*PROBLEM DESCRIPTION:* Copy all of the material below word for word, keeping every line as it stands.
— BEGIN —
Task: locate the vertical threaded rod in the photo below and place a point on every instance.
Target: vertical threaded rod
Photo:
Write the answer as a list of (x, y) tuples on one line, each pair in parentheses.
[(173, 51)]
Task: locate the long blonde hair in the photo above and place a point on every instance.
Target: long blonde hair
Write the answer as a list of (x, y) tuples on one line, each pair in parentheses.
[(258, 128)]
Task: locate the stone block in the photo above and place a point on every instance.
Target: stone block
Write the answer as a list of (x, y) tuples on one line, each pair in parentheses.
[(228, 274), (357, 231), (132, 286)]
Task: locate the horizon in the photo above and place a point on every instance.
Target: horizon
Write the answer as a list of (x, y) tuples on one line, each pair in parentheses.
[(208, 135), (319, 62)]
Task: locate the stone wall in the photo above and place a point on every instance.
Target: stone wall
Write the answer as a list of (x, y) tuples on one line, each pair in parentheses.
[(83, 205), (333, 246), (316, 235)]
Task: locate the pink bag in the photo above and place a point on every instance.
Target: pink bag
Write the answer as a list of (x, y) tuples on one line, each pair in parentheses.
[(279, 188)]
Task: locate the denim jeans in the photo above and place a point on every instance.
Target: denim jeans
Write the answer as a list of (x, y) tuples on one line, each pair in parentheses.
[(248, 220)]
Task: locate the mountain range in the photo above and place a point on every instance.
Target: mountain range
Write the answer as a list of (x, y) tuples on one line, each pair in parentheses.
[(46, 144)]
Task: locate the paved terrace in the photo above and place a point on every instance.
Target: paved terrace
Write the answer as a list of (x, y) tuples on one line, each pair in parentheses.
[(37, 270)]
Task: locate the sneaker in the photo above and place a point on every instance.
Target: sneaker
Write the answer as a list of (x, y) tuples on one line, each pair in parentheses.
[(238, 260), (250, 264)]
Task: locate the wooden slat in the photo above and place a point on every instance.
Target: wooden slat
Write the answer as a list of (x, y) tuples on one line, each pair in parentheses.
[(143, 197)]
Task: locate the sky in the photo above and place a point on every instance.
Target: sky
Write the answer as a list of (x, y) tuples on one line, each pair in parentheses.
— END —
*PROBLEM SOLUTION:*
Task: locate the vertical threaded rod in the photo below and place a point on every instance.
Target: vertical threaded rod
Photo:
Write the answer as a list of (x, y) tuples on one line, each pair in parentheses.
[(173, 51)]
Task: locate the long blonde hair in the photo above and place a point on every instance.
Target: long blonde hair
Write the answer as a list of (x, y) tuples on one line, each pair in parentheses.
[(258, 128)]
Task: locate the stone block in the photo above and place a point on every instance.
Target: stone block
Write the answer as a list of (x, y) tuples on one line, each pair in parentheses.
[(228, 274), (357, 231), (132, 286)]
Task: locate the horizon in the photo above and place a point on every instance.
Target: horizon
Write the answer as a list of (x, y) tuples on one line, each pair in parentheses.
[(208, 135), (319, 62)]
Task: locate the stone wall in the photo above and place a point on every instance.
Target: stone wall
Write the answer as a list of (x, y) tuples on one line, each pair in parentheses.
[(83, 205), (333, 246), (316, 235)]
Task: locate the pink bag in the photo above and place a point on every instance.
Target: pink bag
Write the answer as a list of (x, y) tuples on one line, each pair in parentheses.
[(279, 188)]
Task: locate the denim jeans in the photo above and place a point on every instance.
Target: denim jeans
Write the answer as a list of (x, y) tuples on one line, each pair in parentheses.
[(248, 220)]
Task: locate the mountain range in the photo above and place a point on every instance.
Target: mountain range
Write the answer as a list of (x, y) tuples on one line, each pair in parentheses.
[(46, 144)]
Task: locate the paved terrace in the photo above and place a point on every instance.
Target: paved terrace
Write the answer as a list of (x, y) tuples on one line, each pair in parentheses.
[(37, 270)]
Task: locate the sneaker in the photo above and place a point on every instance.
Target: sneaker
Write the answer as a list of (x, y) tuples on one line, each pair in parentheses.
[(238, 260), (250, 264)]
Task: locate the wooden slat in the photo above and place a point on every instance.
Target: wooden slat
Write the answer as a list of (x, y) tuples on one line, each pair in parentheses.
[(143, 197)]
Task: locate the sky in the photo above and place a point on every instance.
Target: sky
Write the answer as a list of (x, y) tuples on one line, each pair in parentheses.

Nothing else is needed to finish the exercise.